> [THE EXERCISE]
Copy out all the records below with "tram works car" swapped for "maintenance tram" and every other part left as it is. Leave out the pictures.

> [INPUT]

# # # # # # #

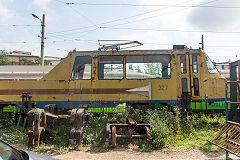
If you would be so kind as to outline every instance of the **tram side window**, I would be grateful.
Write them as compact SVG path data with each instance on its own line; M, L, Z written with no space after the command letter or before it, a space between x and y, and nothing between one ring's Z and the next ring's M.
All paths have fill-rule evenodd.
M180 57L181 73L187 73L186 56Z
M215 65L213 64L209 57L206 57L206 63L209 73L218 73L218 70L216 69Z
M197 73L198 72L197 56L192 56L192 64L193 73Z
M170 55L126 56L126 78L170 78Z
M77 56L73 66L72 79L91 79L91 68L91 56Z
M98 79L123 79L123 56L100 56Z

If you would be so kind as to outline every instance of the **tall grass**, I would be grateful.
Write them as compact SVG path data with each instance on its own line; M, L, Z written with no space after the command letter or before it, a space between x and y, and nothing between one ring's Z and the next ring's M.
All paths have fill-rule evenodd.
M5 116L5 117L4 117ZM92 147L95 150L106 151L105 148L105 131L106 124L111 121L118 123L126 123L128 117L135 120L147 120L150 125L150 139L133 140L133 143L138 145L143 151L151 151L154 149L201 149L203 151L216 150L216 147L206 141L211 134L214 134L215 129L225 122L225 118L221 115L196 115L187 114L183 116L180 113L172 113L163 110L134 110L127 107L113 114L95 114L91 115L88 125L84 128L82 134L82 146ZM0 122L0 138L12 144L27 144L27 131L16 129L14 115L1 115ZM114 122L115 123L115 122ZM34 149L38 152L49 150L63 150L63 153L68 152L69 147L69 132L71 126L68 124L59 124L55 129L59 134L49 134L46 137L46 143ZM122 132L128 133L126 130ZM117 144L127 144L128 141L117 141Z

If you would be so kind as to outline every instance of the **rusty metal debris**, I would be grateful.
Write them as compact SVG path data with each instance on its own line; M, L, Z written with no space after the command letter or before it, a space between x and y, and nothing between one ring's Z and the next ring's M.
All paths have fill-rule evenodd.
M117 134L117 130L122 128L128 129L128 134ZM135 121L132 118L128 118L128 124L109 123L106 128L106 142L108 147L109 143L112 147L116 147L117 139L128 139L132 144L132 140L135 138L142 138L148 140L150 137L150 124L146 121Z
M208 142L240 157L240 124L227 121Z
M46 132L57 134L52 126L57 122L67 122L72 124L69 142L71 146L79 145L81 135L88 113L85 108L73 109L70 115L58 115L55 104L49 104L44 109L34 109L28 112L28 147L39 146L41 140L45 140Z

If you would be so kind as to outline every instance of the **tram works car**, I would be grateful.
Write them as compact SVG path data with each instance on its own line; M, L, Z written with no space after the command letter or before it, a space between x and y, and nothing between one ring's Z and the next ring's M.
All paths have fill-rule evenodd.
M187 93L192 109L216 110L225 82L201 49L73 51L40 80L0 80L0 100L20 106L28 93L37 108L173 107Z

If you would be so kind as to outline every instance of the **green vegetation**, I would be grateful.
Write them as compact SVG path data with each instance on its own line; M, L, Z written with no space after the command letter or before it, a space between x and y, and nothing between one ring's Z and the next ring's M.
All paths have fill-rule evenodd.
M7 57L7 52L4 50L0 50L0 65L8 65L10 64L8 57Z
M27 59L27 58L21 58L20 62L23 62L25 65L39 65L40 64L40 58L36 58L34 61ZM49 65L49 60L44 60L44 65Z
M16 129L14 114L2 113L0 115L0 138L11 144L27 145L27 131ZM70 124L55 125L54 130L59 134L49 134L46 136L45 144L33 149L37 152L57 152L66 153L70 150L81 150L82 147L89 147L94 151L107 151L105 147L106 124L109 121L117 120L125 123L127 117L135 120L147 120L151 125L149 141L134 139L133 147L140 151L152 151L155 149L171 150L191 150L200 149L202 151L219 150L216 146L206 141L210 135L215 134L215 130L225 122L221 115L202 116L187 114L183 116L179 113L172 113L163 110L141 110L126 107L117 113L91 114L88 125L82 134L82 144L75 148L69 147ZM9 127L10 126L10 127ZM118 130L121 133L128 133L127 130ZM117 140L118 146L127 146L128 140ZM136 147L137 146L137 147Z

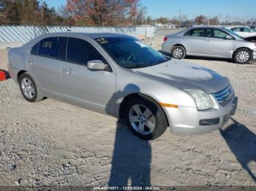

# # # # # # #

> [REPLY]
If you would be so kind as to outline every instance of the **tram side window**, I would be grateful.
Write them as compact SVG path data with each instance on its own line; M, L, Z written with no space after the command letter or before it, a space between x and y, and nothing between one ring's Z and the next ring's M.
All paths have fill-rule evenodd.
M180 57L181 73L187 73L186 56Z
M215 65L213 64L209 57L206 57L206 63L209 73L218 73L218 70L216 69Z
M197 73L198 72L197 56L192 56L192 64L193 73Z
M170 55L126 56L126 78L170 78Z
M77 56L73 66L72 79L91 79L91 68L91 56Z
M98 79L123 79L123 56L100 56Z

If you would be so kind as to outline every instance of the **tall grass**, I would be grateful.
Write them as compact SVG path data with each instance on its own line; M, L, Z written with no space after the command letter or before it, a space between x and y, and nothing between one ring's Z and the next ring's M.
All paths have fill-rule evenodd.
M5 116L5 117L4 117ZM92 147L95 150L106 151L105 148L105 131L106 124L111 121L118 123L126 123L128 117L135 120L147 120L150 125L150 139L133 140L133 143L138 145L143 151L151 151L154 149L201 149L203 151L216 150L216 147L206 141L211 134L214 134L215 129L225 122L225 118L221 115L196 115L187 114L183 116L180 113L172 113L163 110L134 110L127 107L113 114L95 114L91 115L88 125L84 128L82 134L82 146ZM0 122L0 138L12 144L27 144L27 131L16 129L14 115L1 115ZM114 122L115 123L115 122ZM34 149L38 152L49 150L63 150L63 153L68 152L69 147L69 132L71 126L68 124L59 124L55 129L59 134L49 134L46 137L46 143ZM122 132L128 133L126 130ZM117 144L127 144L128 141L117 141Z

If you would be so kind as to outline every instance of the **rusty metal debris**, I would be grateful.
Write them as compact SVG path data with each instance on its own line; M, L, Z written with no space after the command letter or before it, a space between x and y, and nothing between one ring's Z and the next ring's M.
All paths have fill-rule evenodd.
M117 134L117 130L122 128L128 129L128 134ZM135 121L132 118L128 118L128 124L109 123L106 128L106 142L108 147L109 143L112 147L116 147L117 139L128 139L132 144L132 140L135 138L142 138L148 140L150 137L150 124L146 121Z
M208 142L240 157L240 124L227 121Z
M46 132L57 134L52 126L57 122L67 122L72 124L69 142L71 146L79 145L81 135L88 113L85 108L73 109L70 115L58 115L55 104L49 104L44 109L34 109L28 112L28 147L39 146L41 140L45 140Z

If you would be so kind as to outline every instance of the **maintenance tram**, I would be grateful.
Write them as compact SVG path data with each instance on its own line; M, L, Z written with no space after the command letter or before it, a space between x and y, and nothing between one ring's Z and the next ring's M.
All paths have fill-rule evenodd.
M187 93L192 109L216 110L225 82L201 49L73 51L40 80L0 80L0 100L20 106L28 93L37 108L173 107Z

If you would be so kind as to outline every instance of the **green vegetation**, I would be grateful.
Write them as compact SVG path data with each instance on its own line; M, L, Z written with no space after the command letter or before it, a space between x and y, and nothing between one ring's Z and the next ring's M.
All paths have fill-rule evenodd.
M7 57L7 52L4 50L0 50L0 65L8 65L10 64L8 57Z
M27 59L27 58L21 58L20 62L23 62L25 65L39 65L40 64L40 58L36 58L34 61ZM49 65L49 60L44 60L44 65Z
M16 129L14 114L2 113L0 115L0 138L11 144L27 145L27 131ZM70 124L55 125L54 130L59 134L49 134L46 136L45 144L33 149L37 152L57 152L66 153L70 150L81 150L82 147L89 147L94 151L107 151L105 147L106 124L109 121L117 120L125 123L127 117L135 120L147 120L151 125L149 141L134 139L133 147L140 151L152 151L155 149L171 150L191 150L200 149L202 151L219 150L216 146L206 141L210 135L215 134L215 130L225 122L221 115L202 116L187 114L183 116L179 113L172 113L163 110L141 110L126 107L117 113L91 114L88 125L82 134L82 144L75 148L69 147ZM9 127L10 126L10 127ZM118 130L121 133L128 133L127 130ZM117 140L118 146L127 146L128 140ZM136 147L137 146L137 147Z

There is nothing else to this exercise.